Provided records:
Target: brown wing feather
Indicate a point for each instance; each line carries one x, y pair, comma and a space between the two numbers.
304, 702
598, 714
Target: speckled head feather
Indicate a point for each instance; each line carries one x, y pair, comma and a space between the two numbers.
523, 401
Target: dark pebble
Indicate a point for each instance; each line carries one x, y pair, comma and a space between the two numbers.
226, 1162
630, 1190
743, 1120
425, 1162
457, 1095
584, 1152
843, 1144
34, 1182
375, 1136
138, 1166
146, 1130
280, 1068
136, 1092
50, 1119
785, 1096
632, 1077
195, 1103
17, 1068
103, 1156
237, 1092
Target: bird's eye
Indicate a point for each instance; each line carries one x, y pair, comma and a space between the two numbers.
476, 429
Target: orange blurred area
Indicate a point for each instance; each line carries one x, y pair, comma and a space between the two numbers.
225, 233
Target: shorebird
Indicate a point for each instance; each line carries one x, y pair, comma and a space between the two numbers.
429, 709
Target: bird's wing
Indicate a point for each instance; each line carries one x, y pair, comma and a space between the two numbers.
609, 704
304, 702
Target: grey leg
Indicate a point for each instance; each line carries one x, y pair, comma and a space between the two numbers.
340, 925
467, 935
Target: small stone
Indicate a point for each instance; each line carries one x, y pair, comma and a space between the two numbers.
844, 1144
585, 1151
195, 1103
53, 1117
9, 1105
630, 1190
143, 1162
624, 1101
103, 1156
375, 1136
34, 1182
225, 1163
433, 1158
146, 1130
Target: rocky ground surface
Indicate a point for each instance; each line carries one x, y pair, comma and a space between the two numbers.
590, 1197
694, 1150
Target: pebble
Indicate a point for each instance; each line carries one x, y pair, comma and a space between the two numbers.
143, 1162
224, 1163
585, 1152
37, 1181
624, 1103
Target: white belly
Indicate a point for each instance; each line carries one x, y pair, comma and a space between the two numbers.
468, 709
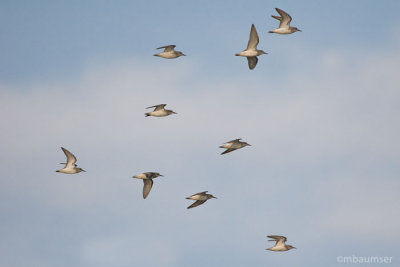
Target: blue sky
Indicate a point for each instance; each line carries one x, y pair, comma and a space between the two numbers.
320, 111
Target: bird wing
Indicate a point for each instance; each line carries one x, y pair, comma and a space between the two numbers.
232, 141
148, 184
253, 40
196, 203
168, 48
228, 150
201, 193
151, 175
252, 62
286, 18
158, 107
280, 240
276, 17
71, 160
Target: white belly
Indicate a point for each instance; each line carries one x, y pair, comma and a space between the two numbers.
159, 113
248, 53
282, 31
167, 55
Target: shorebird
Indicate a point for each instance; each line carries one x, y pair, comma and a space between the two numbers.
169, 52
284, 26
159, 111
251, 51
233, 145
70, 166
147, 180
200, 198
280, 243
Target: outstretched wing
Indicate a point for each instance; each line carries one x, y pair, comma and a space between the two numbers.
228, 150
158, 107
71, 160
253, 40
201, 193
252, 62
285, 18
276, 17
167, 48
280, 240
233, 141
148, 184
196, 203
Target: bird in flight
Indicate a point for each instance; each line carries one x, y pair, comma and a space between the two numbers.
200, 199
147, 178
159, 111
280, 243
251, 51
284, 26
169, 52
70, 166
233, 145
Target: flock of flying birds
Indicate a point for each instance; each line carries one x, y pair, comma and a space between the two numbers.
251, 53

Aim: Output the entries above exactly, without their pictures.

Task solution:
Target: brown wing feather
Indicate a point for each instance; each line carries one x, y pair, comma and a space between the two numbers.
304, 702
598, 714
Target: speckled head feather
Indicate a point for each instance; each line carries one x, y pair, comma and a space between the two numbers.
523, 401
Target: dark pebble
Indicate a point for each instance; each line carries one x, y pair, comma and a space between the two numbers.
226, 1162
630, 1190
743, 1120
425, 1162
457, 1095
584, 1152
843, 1144
34, 1182
375, 1136
138, 1166
146, 1130
280, 1068
136, 1092
50, 1119
785, 1096
632, 1077
195, 1103
17, 1068
103, 1156
237, 1092
Target: bird's eye
Indicate a point for each instance; each line carries one x, y pair, comma and a space between the two numbers.
476, 429
Target: orange blurred area
Indicate a point for each instance; each line carries one x, y pair, comma and a space between the two numbers.
225, 233
Target: shorebird
Indicate a point for each instance; each line carries one x, y pair, comma and a space between the two numbers.
429, 709
Target: bird's wing
Indicate a point for each instance; each line carries one x, y pair, comma and a space between the two numbers.
609, 704
304, 702
Target: grey leg
Indicate a point for each instance; each line carries one x, y pair, comma and a space between the two numbers.
340, 925
467, 935
Target: small stone
Indicate a point for each instance; each line carries one x, y pair, comma and a space between the two numbers.
844, 1144
585, 1151
195, 1103
53, 1117
9, 1105
630, 1190
143, 1162
624, 1101
103, 1156
375, 1136
34, 1182
225, 1163
433, 1158
146, 1130
Target: rocky ground surface
Indicate a point for each instance; each line carries one x, y pair, comma and a space between the two numbers.
590, 1197
694, 1150
Target: pebble
Indicate a point for each instance; each line carries one x, y pair, comma and a space between the two numbers.
143, 1162
224, 1163
585, 1152
37, 1181
624, 1103
Target: white belly
Indicate a point for each instance; each line carries one x, y pair, comma and a space between the two numbers.
468, 709
Target: blue sky
Indicate a point for each instance; each line carries one x, y pair, comma and a space between the two numbers.
320, 111
Target: bird wing
Indicate a point for each instance; each line carries one x, y pair, comma and a space between the two numbers.
232, 141
148, 184
253, 40
196, 203
168, 48
228, 150
201, 193
151, 175
252, 62
286, 18
158, 107
280, 240
276, 17
71, 160
Target: white belly
Indicate a point for each instance; each line carries one x, y pair, comma and a space between the two numbers.
159, 113
248, 53
282, 31
167, 55
Target: shorebird
Indicate a point for each instance; each line carries one x, y pair, comma and a space between the two numbers.
169, 52
284, 26
159, 111
251, 51
233, 145
70, 166
147, 180
200, 198
280, 243
Target: outstretched wing
Indicate a point for each instance; each line carries one x, y pair, comma and a space between the two numbers.
228, 150
158, 107
71, 160
253, 40
201, 193
252, 62
285, 18
276, 17
167, 48
280, 240
233, 141
148, 184
196, 203
Target: bird in flight
Indicate a point for each instance; each line carries one x, y pair, comma and a space between the two numbers.
200, 199
147, 178
159, 111
280, 243
251, 51
284, 26
169, 52
70, 166
233, 145
Target: flock of flying birds
Indicate a point for each instance; each line carries one x, y pair, comma and a space between the two numbers.
251, 53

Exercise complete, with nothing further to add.